*REQUIREMENT*: Without including any pictures, please copy every entry below exactly.

Image-grounded pointing data

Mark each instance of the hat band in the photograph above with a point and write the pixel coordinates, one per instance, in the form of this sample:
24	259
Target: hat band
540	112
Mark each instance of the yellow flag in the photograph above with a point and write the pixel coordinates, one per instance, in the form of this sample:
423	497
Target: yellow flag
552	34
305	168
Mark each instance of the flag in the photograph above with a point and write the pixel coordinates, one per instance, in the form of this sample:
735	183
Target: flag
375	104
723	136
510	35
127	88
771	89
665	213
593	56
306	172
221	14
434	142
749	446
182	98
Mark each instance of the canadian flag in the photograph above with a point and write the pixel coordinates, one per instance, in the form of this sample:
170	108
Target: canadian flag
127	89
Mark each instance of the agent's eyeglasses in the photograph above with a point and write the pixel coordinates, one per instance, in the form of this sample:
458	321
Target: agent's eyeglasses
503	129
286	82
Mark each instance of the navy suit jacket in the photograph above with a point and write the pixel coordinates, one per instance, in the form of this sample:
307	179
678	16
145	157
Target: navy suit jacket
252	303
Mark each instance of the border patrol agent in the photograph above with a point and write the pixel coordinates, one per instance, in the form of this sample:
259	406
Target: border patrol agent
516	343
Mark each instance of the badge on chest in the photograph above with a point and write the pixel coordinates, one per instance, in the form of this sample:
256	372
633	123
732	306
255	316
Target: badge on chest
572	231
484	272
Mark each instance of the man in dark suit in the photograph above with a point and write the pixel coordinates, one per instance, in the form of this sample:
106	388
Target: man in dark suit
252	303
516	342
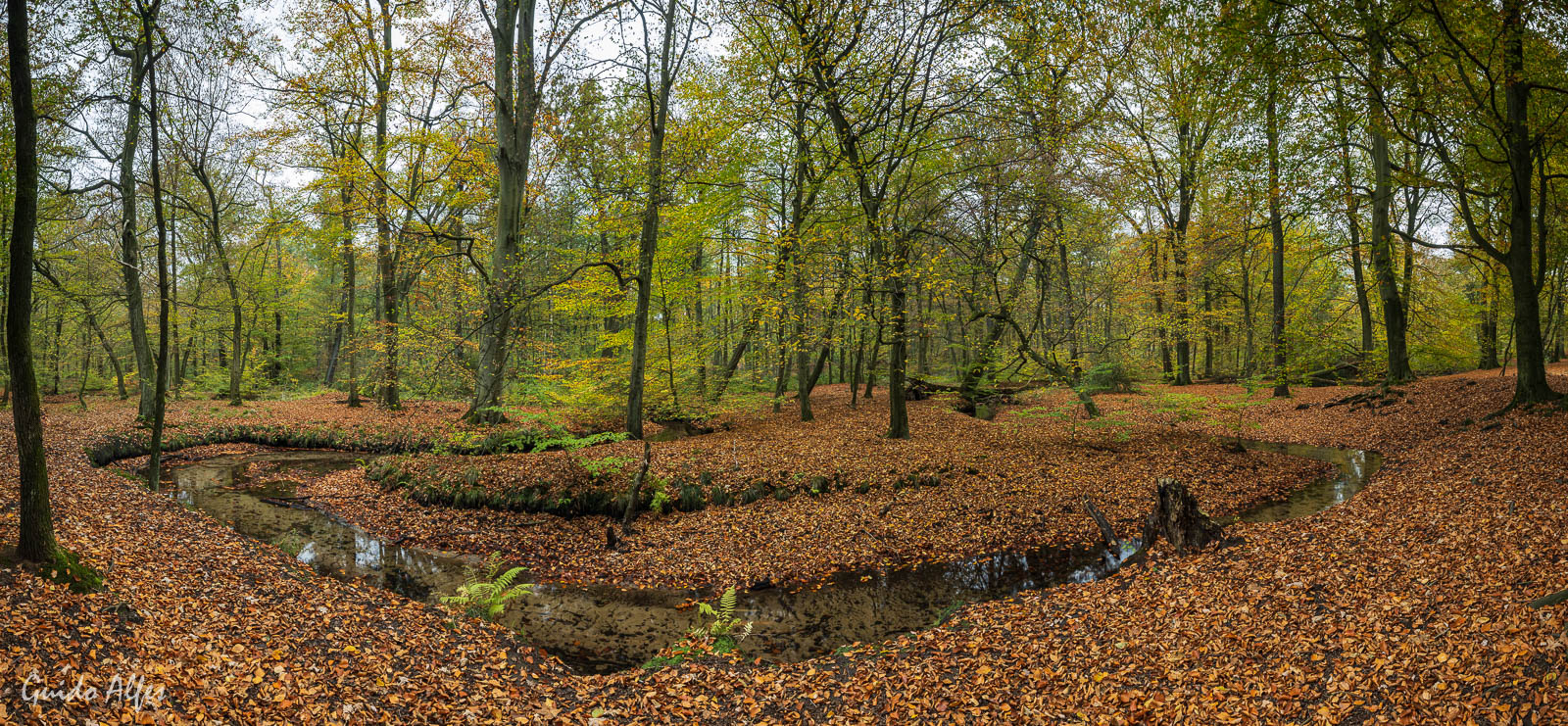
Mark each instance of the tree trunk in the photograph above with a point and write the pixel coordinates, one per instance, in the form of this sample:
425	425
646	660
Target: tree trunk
345	198
129	245
36	532
1277	232
648	239
1529	384
514	114
162	381
1180	521
1395	323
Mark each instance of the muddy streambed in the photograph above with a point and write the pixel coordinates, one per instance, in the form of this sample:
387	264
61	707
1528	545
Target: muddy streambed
601	627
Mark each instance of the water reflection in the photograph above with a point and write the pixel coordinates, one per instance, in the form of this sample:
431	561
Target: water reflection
603	627
1352	470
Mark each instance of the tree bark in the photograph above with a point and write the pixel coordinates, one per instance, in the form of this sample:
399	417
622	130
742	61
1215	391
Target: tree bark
36	532
648	239
516	106
1395	323
1277	224
129	245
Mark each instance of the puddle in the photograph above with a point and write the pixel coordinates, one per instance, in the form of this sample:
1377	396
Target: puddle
1352	470
601	627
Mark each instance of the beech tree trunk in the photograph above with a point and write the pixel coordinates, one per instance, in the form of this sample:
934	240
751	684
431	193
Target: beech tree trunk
36	532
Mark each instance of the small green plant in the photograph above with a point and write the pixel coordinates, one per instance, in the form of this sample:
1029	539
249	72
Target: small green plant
1233	410
574	443
661	501
604	467
948	611
289	543
1113	425
718	637
1180	407
725	623
1109	376
486	592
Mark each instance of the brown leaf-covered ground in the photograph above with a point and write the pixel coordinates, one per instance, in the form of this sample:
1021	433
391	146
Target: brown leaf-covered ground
1402	605
1013	483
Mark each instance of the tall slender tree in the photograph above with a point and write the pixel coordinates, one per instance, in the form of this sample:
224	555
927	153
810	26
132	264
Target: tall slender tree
36	535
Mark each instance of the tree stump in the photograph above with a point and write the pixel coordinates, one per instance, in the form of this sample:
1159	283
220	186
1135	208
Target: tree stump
1180	521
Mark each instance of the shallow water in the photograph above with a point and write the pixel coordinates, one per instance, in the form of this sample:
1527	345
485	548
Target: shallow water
603	627
1353	469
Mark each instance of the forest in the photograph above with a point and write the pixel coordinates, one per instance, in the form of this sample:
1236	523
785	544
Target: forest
784	361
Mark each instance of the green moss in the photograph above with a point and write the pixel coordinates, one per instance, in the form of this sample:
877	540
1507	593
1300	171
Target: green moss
65	568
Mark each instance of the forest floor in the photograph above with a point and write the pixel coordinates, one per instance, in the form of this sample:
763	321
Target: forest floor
1400	605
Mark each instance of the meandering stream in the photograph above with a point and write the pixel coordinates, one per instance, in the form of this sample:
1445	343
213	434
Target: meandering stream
606	627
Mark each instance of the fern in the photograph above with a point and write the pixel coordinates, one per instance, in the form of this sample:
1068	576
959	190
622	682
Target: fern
486	592
725	623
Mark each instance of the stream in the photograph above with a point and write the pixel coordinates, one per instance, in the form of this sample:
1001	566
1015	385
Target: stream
601	627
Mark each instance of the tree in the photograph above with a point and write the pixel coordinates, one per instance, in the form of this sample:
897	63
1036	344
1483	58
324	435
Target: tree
666	41
522	73
36	532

*YOUR RESPONSE*:
Mark each instance of the hat band in the photograph above with a point and write the pixel coordinates, one per instance, in the form of this sample:
24	259
Target: hat band
540	112
Mark each instance of the yellow flag in the photograph above with a point and write the pixel coordinates, one per instance, in the form of this sample:
423	497
Target: yellow flag
552	34
305	168
Mark each instance of the flag in the photograph above with a point and write the pixel coordinates, one per instance, in the form of this sample:
735	183
Target: flag
375	104
723	136
510	35
127	88
771	89
665	213
593	56
306	172
221	14
434	142
749	446
182	98
Mark each instance of the canadian flag in the photograph above with a point and write the pixel coordinates, one per instance, in the form of this sample:
170	108
Target: canadian flag
127	89
Mark each instance of the agent's eyeglasses in the photograph above with a point and write the pixel coordinates, one per instance, in the form of this sample:
458	321
Target: agent's eyeglasses
503	129
286	82
Mark each instance of the navy suit jacket in the photograph above with a point and write the pixel coordinates, one per instance, in the form of this sample:
307	179
678	16
145	157
Target: navy suit jacket
252	303
Mark each instance of the border patrol agent in the photograph above with a point and write the pixel coordinates, one per instance, in the form of this sample:
259	406
Target: border patrol agent
516	343
Mark each instance of the badge on chest in the photograph above with a point and write the pixel coordinates, one per instance, in the form of this sample:
256	372
633	123
732	306
255	316
Target: badge on chest
572	231
484	272
Mark each instance of the man in dark suit in the photograph above with a point and write the pixel coordinates, one per instance, in the form of this sample:
106	388
Target: man in dark suit
252	303
516	342
Mark each instance of the tree trunk in the photograph above with a point and write the pixel coordinates, one per instance, in the form of this sample:
425	425
646	660
Target: tree trunk
345	198
129	245
36	532
1277	232
648	239
1529	384
514	114
162	381
1180	521
1395	323
Mark each instance of the muddy streambed in the photograph above with a point and write the pixel coordinates, one per instance, in the form of this sample:
387	264
61	707
1528	545
Target: muddy streambed
601	627
Mark each instance of the water reflection in the photograph above with a point and write the pixel coordinates, one per instance, in the form of this sample:
431	561
Target: water reflection
603	627
1352	470
Mark each instance of the tree bark in the photograph above with a point and write the pixel coordinates, one per instance, in the form of this sample:
399	417
622	130
742	61
1215	391
Target: tree bark
36	532
648	239
516	106
1395	323
1277	224
129	245
Mark each instance of the puddle in the photograph above with a point and write the pixel coordinates, one per instance, in the form of this sample:
1377	396
Target: puddle
1352	470
601	627
Mark each instance of the beech tree trunk in the photograph above with a point and write the pixel coordinates, one per instance, in the form of this sample:
934	240
751	684
431	193
Target: beech tree trunk
36	532
Mark each instance of the small green plant in the photograph above with a point and write the pixel coordinates, one per instance, in the form of this sample:
1029	539
249	72
Target: small green plant
1233	410
574	443
661	501
604	467
948	611
289	543
1113	425
718	637
1180	407
725	623
1109	376
486	592
Mark each instance of the brown leaf-covered ground in the photograph above with a point and write the pixel coordinates, one per instance, in the form of this sample:
1021	433
391	146
Target: brown leaf-covered ground
1402	605
1013	483
Mark each instance of the tall slender tree in the photograph above with a point and write the pixel coordinates, one per instance, in the form of this sample:
224	555
927	153
810	26
132	264
Target: tall slender tree
36	535
Mark each instance of the tree stump in the photograph above with a point and write the pixel coordinates, one per instance, in the form of this sample:
1159	283
220	186
1135	208
Target: tree stump
1180	521
Mark each instance of the shallow water in the photograph above with a point and write the pixel coordinates, one per instance, in the form of this sample:
1527	345
485	548
Target: shallow water
603	627
1353	469
Mark each instance of the forest in the photograph above with a point and write the pixel coordinates, one per instance, in the form of this sample:
1236	523
785	544
Target: forest
784	361
Mark each instance of the green moss in the photograph above with a point and write the pixel coordinates, one per instance, in the form of this sample:
877	540
1507	593
1300	171
Target: green moss
65	568
Mark each instance of the forest floor in the photograph above with a point and write the pixel coordinates, one per instance, in the form of this sample:
763	321
Target: forest floor
1400	605
Mark each instance of the meandering stream in the photograph above with a point and write the pixel coordinates, one per instance, in the form of this sample:
1445	343
213	434
Target: meandering stream
606	627
Mark each instance of the fern in the photograph above with a point and write the pixel coordinates, one per instance, in the form of this sample:
1068	576
959	190
622	682
Target: fern
486	592
725	623
Mark each instance of the stream in the photograph above with a point and write the pixel coordinates, one per instance, in the form of this sample:
1001	566
1015	385
Target: stream
601	627
Mark each instance of the tree in the photograph above with a point and write the pixel coordinates, one per instance, in the form of this sample:
897	63
1036	344
1483	58
324	435
Target: tree
666	41
522	73
36	532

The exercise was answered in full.